● **Your assignment**
The answer must consist of the records below, repeated exactly.

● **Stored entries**
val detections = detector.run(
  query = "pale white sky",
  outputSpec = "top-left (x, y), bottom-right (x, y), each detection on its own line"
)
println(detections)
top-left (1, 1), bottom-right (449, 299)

● **Response to the task**
val detections = detector.run(
  query = "pale white sky",
  outputSpec = "top-left (x, y), bottom-right (x, y), each detection on its own line"
)
println(detections)
top-left (1, 1), bottom-right (449, 299)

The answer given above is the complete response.